*Materials provided*.

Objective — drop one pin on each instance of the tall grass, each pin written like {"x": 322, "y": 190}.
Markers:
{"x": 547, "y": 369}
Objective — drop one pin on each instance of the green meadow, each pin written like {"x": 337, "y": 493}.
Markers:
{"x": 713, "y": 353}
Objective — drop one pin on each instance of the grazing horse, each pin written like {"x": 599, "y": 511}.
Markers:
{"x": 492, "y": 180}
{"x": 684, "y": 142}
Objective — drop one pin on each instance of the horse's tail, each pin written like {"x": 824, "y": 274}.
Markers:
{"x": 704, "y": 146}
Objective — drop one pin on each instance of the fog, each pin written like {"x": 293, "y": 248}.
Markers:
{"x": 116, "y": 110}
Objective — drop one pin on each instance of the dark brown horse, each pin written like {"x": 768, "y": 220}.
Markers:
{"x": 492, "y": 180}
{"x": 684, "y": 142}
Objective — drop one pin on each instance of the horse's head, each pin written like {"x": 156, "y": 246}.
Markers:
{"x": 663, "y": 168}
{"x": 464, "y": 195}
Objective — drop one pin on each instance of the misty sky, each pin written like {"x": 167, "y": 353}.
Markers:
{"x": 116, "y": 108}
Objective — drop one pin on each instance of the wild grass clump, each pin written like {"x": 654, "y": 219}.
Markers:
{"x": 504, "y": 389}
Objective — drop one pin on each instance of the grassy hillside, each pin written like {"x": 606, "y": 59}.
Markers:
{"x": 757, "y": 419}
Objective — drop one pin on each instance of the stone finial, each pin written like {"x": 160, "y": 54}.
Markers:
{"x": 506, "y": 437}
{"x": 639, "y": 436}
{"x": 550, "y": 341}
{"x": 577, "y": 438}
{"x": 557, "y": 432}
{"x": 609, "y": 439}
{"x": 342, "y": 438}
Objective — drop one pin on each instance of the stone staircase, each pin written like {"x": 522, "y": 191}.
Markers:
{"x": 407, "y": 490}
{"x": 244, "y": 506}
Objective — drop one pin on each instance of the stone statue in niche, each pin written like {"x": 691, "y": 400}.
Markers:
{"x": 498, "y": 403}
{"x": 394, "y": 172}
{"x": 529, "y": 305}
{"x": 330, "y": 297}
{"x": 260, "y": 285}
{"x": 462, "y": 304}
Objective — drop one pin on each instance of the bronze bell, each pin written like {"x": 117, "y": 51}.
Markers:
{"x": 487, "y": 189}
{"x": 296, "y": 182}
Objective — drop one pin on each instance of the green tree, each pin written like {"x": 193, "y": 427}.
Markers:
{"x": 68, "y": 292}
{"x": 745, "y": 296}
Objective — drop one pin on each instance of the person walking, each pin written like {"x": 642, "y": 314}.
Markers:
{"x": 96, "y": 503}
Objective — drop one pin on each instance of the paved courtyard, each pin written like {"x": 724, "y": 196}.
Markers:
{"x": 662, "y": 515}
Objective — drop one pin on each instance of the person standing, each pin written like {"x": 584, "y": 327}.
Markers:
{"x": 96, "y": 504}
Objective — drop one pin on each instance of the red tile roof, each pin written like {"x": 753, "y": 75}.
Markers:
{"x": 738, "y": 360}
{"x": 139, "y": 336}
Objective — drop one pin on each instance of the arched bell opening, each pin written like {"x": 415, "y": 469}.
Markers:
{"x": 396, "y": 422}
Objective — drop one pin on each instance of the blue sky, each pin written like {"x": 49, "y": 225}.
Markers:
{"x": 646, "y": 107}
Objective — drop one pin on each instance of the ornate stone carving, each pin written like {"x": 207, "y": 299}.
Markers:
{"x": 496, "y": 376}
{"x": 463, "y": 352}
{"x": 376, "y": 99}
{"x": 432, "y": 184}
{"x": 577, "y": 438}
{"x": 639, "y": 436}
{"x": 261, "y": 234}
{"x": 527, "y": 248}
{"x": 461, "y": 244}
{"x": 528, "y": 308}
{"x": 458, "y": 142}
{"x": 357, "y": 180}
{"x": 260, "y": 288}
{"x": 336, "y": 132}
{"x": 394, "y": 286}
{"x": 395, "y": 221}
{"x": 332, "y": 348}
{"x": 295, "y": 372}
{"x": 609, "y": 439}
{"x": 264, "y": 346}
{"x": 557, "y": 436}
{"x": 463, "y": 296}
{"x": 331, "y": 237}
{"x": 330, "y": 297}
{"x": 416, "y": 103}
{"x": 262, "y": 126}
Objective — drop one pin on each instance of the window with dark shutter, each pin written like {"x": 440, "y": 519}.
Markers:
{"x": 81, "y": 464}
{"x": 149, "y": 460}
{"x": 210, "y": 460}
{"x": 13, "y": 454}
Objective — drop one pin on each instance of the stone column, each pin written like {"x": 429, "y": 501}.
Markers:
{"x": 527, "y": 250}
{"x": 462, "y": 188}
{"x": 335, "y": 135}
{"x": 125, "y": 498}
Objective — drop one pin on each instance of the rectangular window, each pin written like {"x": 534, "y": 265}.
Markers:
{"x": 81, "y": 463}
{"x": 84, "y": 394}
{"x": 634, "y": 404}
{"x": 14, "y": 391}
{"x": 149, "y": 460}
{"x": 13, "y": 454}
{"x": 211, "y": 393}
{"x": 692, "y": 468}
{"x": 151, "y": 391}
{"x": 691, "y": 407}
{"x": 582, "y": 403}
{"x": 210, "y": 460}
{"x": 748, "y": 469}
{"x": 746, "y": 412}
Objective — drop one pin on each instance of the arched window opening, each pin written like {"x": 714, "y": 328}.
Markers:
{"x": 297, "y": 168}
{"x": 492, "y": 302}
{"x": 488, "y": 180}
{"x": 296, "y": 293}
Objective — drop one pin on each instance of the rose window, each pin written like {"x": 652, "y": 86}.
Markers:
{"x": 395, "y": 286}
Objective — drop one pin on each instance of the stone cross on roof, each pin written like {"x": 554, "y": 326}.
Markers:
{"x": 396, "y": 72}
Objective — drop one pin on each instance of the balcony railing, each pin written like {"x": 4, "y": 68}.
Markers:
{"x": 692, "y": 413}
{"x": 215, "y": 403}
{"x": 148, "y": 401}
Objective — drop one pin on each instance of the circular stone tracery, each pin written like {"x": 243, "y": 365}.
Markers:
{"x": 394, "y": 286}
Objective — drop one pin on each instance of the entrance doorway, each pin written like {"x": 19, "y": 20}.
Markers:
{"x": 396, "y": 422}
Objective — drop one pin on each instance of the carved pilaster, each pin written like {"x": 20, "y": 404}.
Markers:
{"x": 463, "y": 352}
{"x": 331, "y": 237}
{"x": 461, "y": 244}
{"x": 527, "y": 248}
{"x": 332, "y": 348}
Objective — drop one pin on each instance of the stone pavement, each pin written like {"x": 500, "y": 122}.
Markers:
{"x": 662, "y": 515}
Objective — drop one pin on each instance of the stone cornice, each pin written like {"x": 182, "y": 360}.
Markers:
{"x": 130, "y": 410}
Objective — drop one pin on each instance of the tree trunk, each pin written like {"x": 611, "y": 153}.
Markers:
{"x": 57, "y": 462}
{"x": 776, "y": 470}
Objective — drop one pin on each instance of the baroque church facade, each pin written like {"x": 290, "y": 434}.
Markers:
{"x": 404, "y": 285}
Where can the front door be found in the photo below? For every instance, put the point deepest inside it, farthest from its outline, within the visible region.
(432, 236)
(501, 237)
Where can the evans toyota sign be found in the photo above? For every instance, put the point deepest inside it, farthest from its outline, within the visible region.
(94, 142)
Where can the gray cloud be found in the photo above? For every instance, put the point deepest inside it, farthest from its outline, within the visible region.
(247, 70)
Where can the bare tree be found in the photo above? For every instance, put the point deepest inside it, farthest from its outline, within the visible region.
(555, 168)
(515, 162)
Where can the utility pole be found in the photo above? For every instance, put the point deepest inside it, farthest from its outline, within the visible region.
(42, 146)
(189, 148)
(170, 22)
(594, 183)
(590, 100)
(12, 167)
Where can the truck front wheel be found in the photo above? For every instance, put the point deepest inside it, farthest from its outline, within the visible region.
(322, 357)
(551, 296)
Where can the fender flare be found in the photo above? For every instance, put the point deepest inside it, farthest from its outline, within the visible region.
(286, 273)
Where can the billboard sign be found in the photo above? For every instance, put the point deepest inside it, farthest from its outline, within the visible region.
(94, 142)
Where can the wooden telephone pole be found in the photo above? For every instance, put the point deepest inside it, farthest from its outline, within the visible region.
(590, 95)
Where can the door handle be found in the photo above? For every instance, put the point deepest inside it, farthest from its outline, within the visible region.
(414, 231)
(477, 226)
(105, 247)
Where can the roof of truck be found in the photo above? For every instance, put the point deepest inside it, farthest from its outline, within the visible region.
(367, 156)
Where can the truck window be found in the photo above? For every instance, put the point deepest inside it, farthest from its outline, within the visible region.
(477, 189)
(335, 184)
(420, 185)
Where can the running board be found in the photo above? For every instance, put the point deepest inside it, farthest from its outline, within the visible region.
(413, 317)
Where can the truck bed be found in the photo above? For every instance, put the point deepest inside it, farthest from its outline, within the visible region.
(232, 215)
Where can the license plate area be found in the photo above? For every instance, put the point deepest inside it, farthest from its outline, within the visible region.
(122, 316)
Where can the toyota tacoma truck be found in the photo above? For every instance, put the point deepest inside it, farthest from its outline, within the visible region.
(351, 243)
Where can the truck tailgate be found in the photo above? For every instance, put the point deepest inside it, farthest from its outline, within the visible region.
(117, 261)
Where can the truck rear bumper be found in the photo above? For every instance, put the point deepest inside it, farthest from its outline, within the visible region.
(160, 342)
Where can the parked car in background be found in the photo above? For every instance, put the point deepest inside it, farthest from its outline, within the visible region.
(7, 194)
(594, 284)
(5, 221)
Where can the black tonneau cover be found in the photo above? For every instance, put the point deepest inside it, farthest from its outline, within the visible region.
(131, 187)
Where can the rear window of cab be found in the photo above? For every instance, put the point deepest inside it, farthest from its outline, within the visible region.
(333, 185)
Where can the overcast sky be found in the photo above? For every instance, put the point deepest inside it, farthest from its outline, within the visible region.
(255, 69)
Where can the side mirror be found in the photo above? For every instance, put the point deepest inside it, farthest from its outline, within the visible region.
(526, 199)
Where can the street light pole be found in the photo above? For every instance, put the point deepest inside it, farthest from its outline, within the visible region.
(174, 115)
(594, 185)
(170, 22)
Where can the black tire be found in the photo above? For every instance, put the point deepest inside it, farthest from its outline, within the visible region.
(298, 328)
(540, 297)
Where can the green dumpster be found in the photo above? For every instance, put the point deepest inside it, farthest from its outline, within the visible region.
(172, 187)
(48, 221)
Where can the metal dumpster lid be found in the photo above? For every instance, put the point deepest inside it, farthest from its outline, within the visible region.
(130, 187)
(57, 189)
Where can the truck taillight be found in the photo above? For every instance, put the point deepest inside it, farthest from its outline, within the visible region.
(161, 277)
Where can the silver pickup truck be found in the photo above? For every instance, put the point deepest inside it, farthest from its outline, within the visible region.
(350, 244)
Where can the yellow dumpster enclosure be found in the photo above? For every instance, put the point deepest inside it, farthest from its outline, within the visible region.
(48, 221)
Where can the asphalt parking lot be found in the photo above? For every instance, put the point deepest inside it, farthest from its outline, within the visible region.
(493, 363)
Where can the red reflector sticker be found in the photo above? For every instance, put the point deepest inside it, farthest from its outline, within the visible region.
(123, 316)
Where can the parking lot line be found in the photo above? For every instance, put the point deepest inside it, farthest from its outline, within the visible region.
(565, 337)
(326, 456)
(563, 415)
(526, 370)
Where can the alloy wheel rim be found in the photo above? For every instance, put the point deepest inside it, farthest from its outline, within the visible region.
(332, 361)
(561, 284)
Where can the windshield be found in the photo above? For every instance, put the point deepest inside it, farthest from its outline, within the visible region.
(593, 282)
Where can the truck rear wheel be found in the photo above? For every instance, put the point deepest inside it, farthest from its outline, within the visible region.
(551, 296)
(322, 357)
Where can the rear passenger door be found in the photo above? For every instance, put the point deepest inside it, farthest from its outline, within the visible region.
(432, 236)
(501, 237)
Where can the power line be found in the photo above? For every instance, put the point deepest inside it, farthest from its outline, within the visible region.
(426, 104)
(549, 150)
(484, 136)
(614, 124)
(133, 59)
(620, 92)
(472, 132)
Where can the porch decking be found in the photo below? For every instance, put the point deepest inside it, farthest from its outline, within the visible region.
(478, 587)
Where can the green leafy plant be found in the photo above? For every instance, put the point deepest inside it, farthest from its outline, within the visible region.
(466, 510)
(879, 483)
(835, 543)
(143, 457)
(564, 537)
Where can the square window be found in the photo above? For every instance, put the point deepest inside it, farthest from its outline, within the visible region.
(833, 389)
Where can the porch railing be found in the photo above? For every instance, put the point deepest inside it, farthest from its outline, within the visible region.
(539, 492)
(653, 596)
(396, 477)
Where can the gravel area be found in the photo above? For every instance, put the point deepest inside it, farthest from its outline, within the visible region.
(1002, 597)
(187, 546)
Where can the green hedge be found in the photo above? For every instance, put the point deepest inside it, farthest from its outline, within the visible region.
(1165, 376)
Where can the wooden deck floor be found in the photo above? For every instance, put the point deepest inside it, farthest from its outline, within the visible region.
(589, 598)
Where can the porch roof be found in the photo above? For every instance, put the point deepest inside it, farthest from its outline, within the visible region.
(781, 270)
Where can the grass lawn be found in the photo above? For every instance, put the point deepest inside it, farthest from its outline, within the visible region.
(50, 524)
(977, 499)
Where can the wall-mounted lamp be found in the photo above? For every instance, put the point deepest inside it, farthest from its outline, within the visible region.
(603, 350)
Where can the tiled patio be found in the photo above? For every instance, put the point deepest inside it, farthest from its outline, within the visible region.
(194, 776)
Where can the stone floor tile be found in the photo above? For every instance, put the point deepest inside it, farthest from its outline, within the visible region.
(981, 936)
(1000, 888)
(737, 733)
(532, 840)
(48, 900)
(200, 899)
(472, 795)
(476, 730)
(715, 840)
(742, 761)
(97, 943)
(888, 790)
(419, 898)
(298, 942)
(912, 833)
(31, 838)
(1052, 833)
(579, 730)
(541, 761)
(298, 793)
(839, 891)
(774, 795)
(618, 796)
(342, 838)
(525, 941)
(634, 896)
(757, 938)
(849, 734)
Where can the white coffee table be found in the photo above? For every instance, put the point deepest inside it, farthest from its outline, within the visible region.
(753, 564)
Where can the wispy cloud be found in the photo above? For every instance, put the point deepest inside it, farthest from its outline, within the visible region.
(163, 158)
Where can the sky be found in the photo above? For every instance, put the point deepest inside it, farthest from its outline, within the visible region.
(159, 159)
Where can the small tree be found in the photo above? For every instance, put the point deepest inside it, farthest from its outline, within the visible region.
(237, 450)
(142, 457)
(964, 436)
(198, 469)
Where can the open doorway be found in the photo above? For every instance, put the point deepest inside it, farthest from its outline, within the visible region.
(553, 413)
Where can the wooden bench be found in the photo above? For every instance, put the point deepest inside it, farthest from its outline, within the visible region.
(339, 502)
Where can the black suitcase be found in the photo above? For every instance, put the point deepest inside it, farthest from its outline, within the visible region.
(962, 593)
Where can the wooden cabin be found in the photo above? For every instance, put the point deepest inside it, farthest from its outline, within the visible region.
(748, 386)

*Goal*. Reproduce the lines of the entries above exactly, but only from the line containing "Where can the wall-mounted" through the final line.

*Solution for this exercise*.
Where can the wall-mounted lamp be found in the photo above? For every instance, put the point deepest inside it, farthest from its outline, within the visible region.
(603, 350)
Where can the tiled patio be found in the photo above? For every instance, put the point deepest inside it, farthest from its outline, within the visible region.
(194, 776)
Where can the stone floor tile be found in the photo above? For every instance, put the point deepest inside it, farthest from its outline, within the visible region.
(981, 936)
(1000, 888)
(737, 733)
(532, 840)
(48, 900)
(200, 899)
(472, 795)
(476, 730)
(715, 840)
(742, 761)
(97, 943)
(888, 790)
(419, 898)
(298, 942)
(912, 833)
(31, 838)
(1052, 833)
(579, 730)
(541, 761)
(298, 793)
(839, 891)
(774, 795)
(618, 796)
(342, 838)
(525, 941)
(634, 896)
(757, 938)
(849, 734)
Where can the white coffee table be found in the photo above? For every instance, put the point deepest inside it, farthest from its outline, within the visible region.
(753, 564)
Where can the wispy cloud be found in the photo above? For every instance, put the point deepest inside it, farthest from its outline, within the visible region.
(163, 158)
Where can the sky be found in the photo above? For every instance, put the point deepest inside it, farthest from its outline, within the visible region.
(159, 159)
Where can the small tree be found in the photo above? For every instance, put the point deepest inside it, farthest from its outline, within the visible region.
(237, 450)
(142, 457)
(964, 436)
(198, 469)
Where can the open doorway be found in the photo above? For every instance, put the point deepest inside it, farthest from its outline, within the visible region.
(553, 413)
Where can the wooden bench be found in the photo above? For every instance, put the point deepest inside it, farthest from its outline, within the visible region.
(339, 502)
Where can the black suitcase be found in the photo above? For every instance, put the point deepest inside it, farthest from its outline, within the visible region.
(962, 593)
Where can the wooden cabin be found in the photo above? For every instance, put the point deepest inside it, farthest from its outline, within the visible region.
(748, 386)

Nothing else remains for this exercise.